# Your objective:
Start the copy at the line holding "<point>638,212</point>" and continue it exactly through the last line of the entries, leaving out pictures and anything else.

# Records supplied:
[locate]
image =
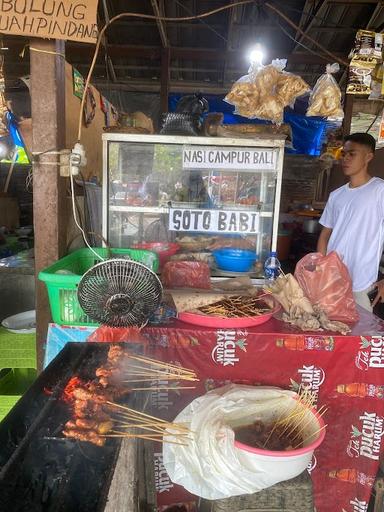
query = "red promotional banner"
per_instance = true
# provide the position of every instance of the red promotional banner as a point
(344, 373)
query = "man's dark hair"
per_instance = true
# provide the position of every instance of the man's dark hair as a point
(362, 138)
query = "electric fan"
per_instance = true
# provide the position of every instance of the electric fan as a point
(119, 293)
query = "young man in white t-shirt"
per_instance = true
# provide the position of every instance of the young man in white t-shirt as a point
(353, 220)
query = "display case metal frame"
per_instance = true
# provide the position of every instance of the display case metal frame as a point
(277, 143)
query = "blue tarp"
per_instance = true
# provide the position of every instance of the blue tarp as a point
(308, 133)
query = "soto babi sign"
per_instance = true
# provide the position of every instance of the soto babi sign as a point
(57, 19)
(214, 221)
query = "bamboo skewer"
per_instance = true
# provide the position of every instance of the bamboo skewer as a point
(166, 377)
(309, 437)
(149, 438)
(155, 362)
(174, 388)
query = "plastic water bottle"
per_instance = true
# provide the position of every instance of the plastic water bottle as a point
(272, 268)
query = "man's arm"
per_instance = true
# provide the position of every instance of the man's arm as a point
(322, 243)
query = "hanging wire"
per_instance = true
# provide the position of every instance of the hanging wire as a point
(202, 21)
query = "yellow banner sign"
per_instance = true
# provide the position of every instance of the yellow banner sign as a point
(55, 19)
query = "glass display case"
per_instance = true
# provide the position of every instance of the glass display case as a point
(203, 193)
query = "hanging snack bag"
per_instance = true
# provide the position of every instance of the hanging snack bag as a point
(325, 99)
(265, 91)
(289, 87)
(250, 91)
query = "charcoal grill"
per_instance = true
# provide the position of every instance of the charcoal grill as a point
(41, 471)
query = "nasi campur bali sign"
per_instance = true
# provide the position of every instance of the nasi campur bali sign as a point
(57, 19)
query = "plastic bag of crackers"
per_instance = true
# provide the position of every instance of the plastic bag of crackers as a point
(325, 99)
(265, 91)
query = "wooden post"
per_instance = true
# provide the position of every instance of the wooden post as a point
(165, 75)
(348, 112)
(48, 135)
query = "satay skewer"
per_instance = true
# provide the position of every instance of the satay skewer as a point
(148, 438)
(160, 363)
(158, 388)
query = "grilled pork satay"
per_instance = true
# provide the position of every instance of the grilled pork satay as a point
(115, 353)
(85, 435)
(86, 408)
(70, 424)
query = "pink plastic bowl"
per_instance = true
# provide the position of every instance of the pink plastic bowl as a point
(282, 465)
(289, 453)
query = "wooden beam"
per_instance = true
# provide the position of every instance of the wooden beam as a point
(304, 16)
(348, 112)
(356, 2)
(234, 15)
(165, 76)
(313, 21)
(48, 135)
(76, 50)
(105, 43)
(159, 11)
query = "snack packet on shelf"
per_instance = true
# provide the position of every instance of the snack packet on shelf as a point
(368, 44)
(377, 83)
(325, 99)
(360, 75)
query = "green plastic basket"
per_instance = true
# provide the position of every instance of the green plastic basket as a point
(14, 382)
(63, 277)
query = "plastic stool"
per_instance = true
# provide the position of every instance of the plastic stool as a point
(293, 495)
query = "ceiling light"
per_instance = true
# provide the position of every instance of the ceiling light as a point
(256, 55)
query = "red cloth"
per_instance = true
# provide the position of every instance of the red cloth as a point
(277, 354)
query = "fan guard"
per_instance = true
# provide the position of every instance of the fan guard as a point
(119, 293)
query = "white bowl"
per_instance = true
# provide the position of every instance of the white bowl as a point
(22, 323)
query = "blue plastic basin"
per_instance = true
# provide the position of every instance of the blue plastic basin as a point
(234, 260)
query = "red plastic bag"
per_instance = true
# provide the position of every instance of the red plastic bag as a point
(326, 282)
(186, 274)
(116, 334)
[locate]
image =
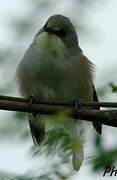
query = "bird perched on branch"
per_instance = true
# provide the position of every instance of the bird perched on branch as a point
(54, 68)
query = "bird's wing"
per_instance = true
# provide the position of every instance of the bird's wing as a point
(97, 126)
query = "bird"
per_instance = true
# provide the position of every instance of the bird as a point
(55, 68)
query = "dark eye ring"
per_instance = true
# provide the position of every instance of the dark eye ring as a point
(61, 32)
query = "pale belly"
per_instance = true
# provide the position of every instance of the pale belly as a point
(53, 81)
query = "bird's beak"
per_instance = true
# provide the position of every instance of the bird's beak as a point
(48, 29)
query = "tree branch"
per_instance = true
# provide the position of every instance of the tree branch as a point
(45, 107)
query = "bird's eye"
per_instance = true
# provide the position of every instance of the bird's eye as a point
(60, 33)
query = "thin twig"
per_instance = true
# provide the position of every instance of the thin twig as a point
(104, 117)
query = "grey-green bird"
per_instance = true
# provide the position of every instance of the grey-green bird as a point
(54, 68)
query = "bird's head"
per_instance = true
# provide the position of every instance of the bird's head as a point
(62, 27)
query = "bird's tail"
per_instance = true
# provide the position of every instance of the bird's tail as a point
(72, 128)
(37, 127)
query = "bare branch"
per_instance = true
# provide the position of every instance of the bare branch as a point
(104, 117)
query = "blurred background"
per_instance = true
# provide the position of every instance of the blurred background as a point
(96, 25)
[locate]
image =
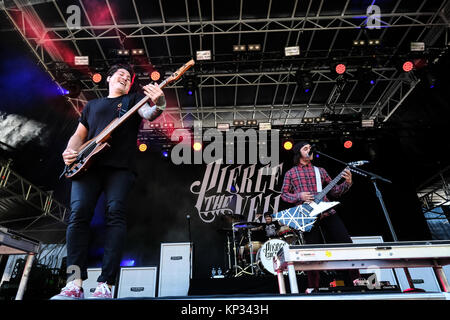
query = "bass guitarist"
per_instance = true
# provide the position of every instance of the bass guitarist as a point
(299, 186)
(113, 173)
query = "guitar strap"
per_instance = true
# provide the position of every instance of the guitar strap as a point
(318, 179)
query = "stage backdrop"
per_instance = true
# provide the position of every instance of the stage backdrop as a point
(181, 203)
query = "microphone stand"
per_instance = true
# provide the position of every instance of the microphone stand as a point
(373, 178)
(191, 245)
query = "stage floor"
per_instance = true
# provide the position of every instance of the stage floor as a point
(314, 296)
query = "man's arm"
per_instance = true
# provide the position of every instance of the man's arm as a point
(158, 98)
(339, 190)
(78, 138)
(286, 188)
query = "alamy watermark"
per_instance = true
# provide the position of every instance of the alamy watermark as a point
(234, 146)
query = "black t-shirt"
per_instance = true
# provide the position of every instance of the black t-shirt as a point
(98, 113)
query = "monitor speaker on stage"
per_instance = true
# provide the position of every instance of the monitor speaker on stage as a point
(137, 282)
(175, 269)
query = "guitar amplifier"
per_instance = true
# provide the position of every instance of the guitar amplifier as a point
(137, 282)
(175, 269)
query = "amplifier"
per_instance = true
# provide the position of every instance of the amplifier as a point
(137, 282)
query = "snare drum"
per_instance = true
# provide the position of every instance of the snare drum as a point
(256, 246)
(265, 254)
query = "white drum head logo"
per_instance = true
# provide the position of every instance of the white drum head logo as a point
(268, 251)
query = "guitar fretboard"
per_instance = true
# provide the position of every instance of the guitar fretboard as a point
(330, 186)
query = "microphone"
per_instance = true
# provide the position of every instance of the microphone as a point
(358, 163)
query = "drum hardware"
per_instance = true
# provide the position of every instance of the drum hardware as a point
(240, 247)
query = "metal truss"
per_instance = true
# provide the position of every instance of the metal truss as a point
(436, 191)
(17, 191)
(240, 26)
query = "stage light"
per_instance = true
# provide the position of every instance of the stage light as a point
(287, 145)
(142, 147)
(155, 75)
(254, 47)
(407, 66)
(265, 126)
(72, 89)
(137, 52)
(223, 126)
(340, 68)
(81, 60)
(127, 263)
(239, 47)
(190, 84)
(96, 77)
(197, 146)
(348, 144)
(203, 55)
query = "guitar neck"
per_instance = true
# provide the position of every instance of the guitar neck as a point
(330, 186)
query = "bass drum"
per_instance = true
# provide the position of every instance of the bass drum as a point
(265, 254)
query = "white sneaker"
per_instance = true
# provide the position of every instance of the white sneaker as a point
(70, 292)
(101, 292)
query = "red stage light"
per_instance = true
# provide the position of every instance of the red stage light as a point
(287, 145)
(348, 144)
(197, 146)
(340, 68)
(155, 75)
(96, 77)
(408, 66)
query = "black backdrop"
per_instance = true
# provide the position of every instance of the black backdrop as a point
(161, 201)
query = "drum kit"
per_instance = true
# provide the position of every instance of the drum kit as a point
(250, 251)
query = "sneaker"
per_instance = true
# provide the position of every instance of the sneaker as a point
(70, 292)
(102, 292)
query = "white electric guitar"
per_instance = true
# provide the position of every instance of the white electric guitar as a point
(303, 216)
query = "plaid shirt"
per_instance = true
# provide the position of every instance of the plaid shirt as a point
(302, 178)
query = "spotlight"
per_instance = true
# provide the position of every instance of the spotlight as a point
(340, 68)
(142, 147)
(407, 66)
(96, 77)
(197, 146)
(287, 145)
(348, 144)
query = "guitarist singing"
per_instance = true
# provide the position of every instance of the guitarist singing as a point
(299, 186)
(112, 173)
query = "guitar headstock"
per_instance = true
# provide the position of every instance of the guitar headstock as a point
(177, 74)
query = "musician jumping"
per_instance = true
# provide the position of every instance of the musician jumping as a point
(113, 173)
(299, 186)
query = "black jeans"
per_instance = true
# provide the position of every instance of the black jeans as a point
(116, 184)
(334, 231)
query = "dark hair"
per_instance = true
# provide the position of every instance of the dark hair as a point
(296, 150)
(118, 66)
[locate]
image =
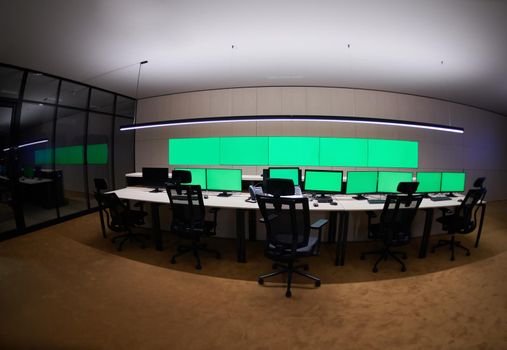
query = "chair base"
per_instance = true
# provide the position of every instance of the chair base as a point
(194, 248)
(290, 269)
(452, 243)
(384, 255)
(131, 237)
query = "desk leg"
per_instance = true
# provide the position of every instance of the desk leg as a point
(428, 221)
(483, 211)
(342, 238)
(155, 222)
(240, 235)
(252, 225)
(102, 225)
(332, 227)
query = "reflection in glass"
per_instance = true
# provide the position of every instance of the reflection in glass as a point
(69, 154)
(102, 101)
(74, 95)
(41, 185)
(10, 82)
(100, 129)
(40, 87)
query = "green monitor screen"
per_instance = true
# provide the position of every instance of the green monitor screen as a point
(223, 180)
(286, 173)
(323, 181)
(361, 182)
(388, 180)
(428, 182)
(198, 176)
(453, 182)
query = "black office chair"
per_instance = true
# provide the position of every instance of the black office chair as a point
(461, 220)
(394, 228)
(122, 219)
(188, 221)
(288, 238)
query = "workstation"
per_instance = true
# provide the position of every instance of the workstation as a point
(318, 110)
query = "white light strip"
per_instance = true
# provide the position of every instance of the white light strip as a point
(408, 125)
(26, 145)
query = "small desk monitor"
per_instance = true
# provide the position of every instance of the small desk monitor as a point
(198, 176)
(155, 177)
(388, 180)
(323, 182)
(225, 180)
(429, 182)
(286, 173)
(452, 182)
(361, 183)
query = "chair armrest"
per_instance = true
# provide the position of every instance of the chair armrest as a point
(317, 225)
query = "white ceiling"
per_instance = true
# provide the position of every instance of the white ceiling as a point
(450, 49)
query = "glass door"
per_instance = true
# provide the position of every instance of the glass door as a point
(8, 204)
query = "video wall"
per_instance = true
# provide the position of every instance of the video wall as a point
(293, 151)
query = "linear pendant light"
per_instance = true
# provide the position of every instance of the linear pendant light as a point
(289, 118)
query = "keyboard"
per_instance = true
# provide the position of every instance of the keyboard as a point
(440, 198)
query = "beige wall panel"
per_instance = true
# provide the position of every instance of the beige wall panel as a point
(319, 101)
(269, 101)
(199, 105)
(294, 100)
(220, 102)
(244, 101)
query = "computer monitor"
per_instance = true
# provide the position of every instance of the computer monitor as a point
(452, 182)
(361, 183)
(323, 182)
(155, 177)
(198, 176)
(293, 173)
(388, 180)
(225, 180)
(429, 182)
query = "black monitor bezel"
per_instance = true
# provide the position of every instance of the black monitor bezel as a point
(323, 171)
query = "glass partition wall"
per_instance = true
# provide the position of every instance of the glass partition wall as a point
(57, 135)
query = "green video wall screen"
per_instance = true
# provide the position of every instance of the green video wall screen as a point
(293, 151)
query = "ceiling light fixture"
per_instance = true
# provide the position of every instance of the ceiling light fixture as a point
(289, 118)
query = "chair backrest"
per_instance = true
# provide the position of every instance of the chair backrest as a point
(287, 222)
(465, 215)
(397, 216)
(187, 206)
(117, 210)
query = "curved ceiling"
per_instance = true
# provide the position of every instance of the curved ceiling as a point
(453, 50)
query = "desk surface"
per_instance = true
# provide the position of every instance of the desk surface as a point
(237, 201)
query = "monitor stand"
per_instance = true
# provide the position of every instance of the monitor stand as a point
(224, 194)
(323, 198)
(360, 197)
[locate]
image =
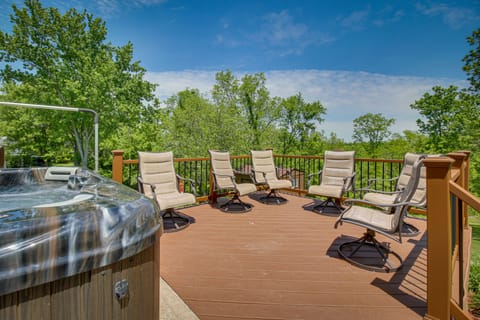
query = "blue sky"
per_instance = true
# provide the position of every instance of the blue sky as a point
(352, 56)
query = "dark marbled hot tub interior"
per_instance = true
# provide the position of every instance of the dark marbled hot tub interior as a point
(54, 228)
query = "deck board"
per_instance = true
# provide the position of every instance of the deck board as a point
(280, 262)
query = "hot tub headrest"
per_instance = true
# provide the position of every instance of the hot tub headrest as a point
(60, 173)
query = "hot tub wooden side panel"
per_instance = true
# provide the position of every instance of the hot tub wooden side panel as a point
(90, 295)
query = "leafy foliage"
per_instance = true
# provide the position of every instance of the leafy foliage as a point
(56, 59)
(371, 130)
(472, 61)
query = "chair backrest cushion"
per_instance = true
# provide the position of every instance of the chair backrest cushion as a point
(262, 161)
(221, 166)
(337, 165)
(157, 168)
(405, 174)
(408, 192)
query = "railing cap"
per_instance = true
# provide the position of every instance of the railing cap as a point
(438, 162)
(459, 155)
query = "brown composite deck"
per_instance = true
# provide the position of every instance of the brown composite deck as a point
(280, 262)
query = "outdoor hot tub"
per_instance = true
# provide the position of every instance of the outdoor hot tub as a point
(74, 244)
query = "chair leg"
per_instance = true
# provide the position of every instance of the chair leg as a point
(386, 260)
(236, 205)
(174, 221)
(273, 197)
(328, 207)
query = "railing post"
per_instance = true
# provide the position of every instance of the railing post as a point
(464, 180)
(439, 243)
(2, 157)
(117, 165)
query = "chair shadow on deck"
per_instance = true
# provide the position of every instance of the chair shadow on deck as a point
(327, 210)
(409, 284)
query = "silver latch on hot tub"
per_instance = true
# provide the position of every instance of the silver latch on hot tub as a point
(121, 289)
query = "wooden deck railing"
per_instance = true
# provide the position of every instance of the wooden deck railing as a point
(198, 169)
(448, 198)
(449, 236)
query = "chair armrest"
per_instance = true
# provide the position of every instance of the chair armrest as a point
(372, 181)
(311, 175)
(141, 187)
(349, 183)
(237, 172)
(141, 184)
(253, 175)
(225, 175)
(192, 183)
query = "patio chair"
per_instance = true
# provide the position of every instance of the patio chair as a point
(383, 197)
(264, 172)
(336, 178)
(387, 219)
(224, 179)
(157, 180)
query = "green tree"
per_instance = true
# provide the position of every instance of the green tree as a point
(57, 59)
(472, 61)
(297, 121)
(189, 131)
(448, 116)
(251, 101)
(371, 130)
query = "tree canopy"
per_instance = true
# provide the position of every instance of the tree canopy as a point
(372, 130)
(64, 59)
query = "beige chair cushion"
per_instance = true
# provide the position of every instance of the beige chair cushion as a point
(330, 191)
(174, 199)
(371, 217)
(380, 198)
(222, 168)
(263, 162)
(157, 168)
(245, 188)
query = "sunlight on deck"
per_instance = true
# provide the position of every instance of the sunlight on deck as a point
(280, 262)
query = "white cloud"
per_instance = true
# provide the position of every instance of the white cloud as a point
(453, 16)
(346, 95)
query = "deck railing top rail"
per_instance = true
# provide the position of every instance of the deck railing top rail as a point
(448, 199)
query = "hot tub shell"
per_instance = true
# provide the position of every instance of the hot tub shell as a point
(91, 254)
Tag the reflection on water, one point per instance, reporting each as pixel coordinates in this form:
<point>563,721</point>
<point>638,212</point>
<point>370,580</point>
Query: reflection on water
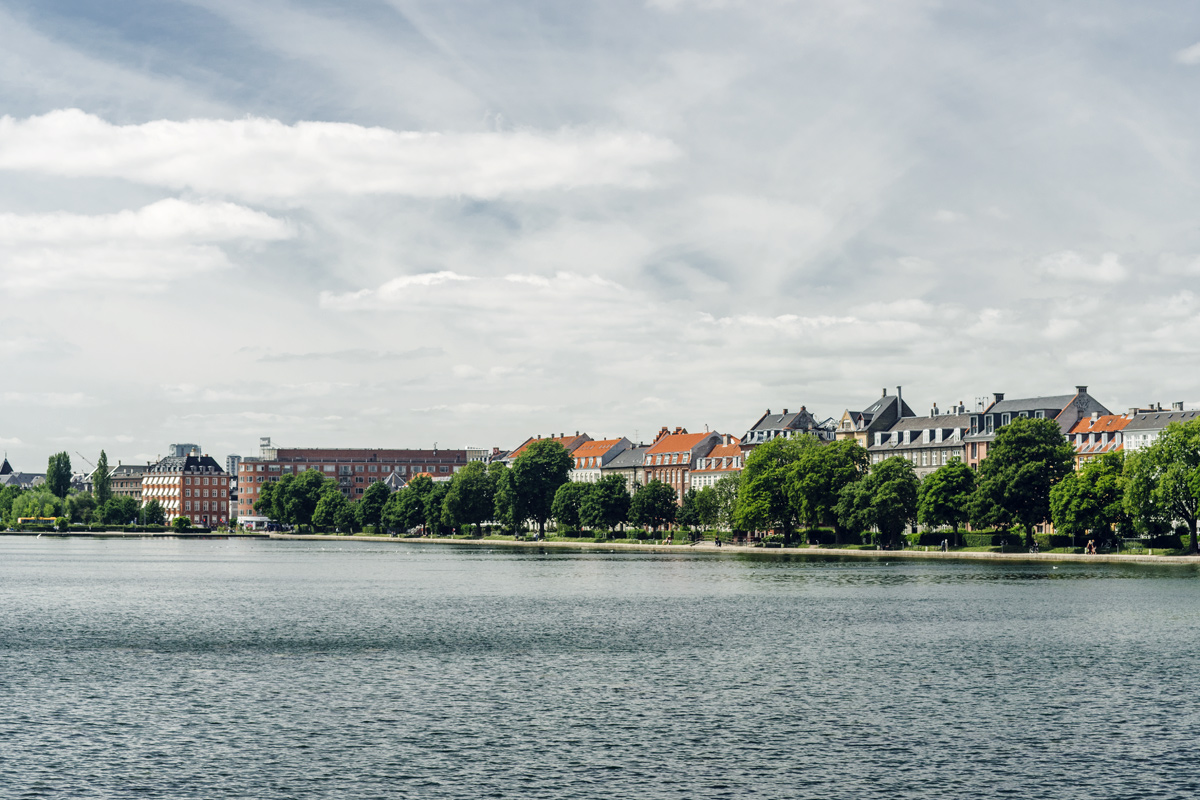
<point>298,669</point>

# Expected answer:
<point>638,212</point>
<point>370,580</point>
Query: reflection on water
<point>298,669</point>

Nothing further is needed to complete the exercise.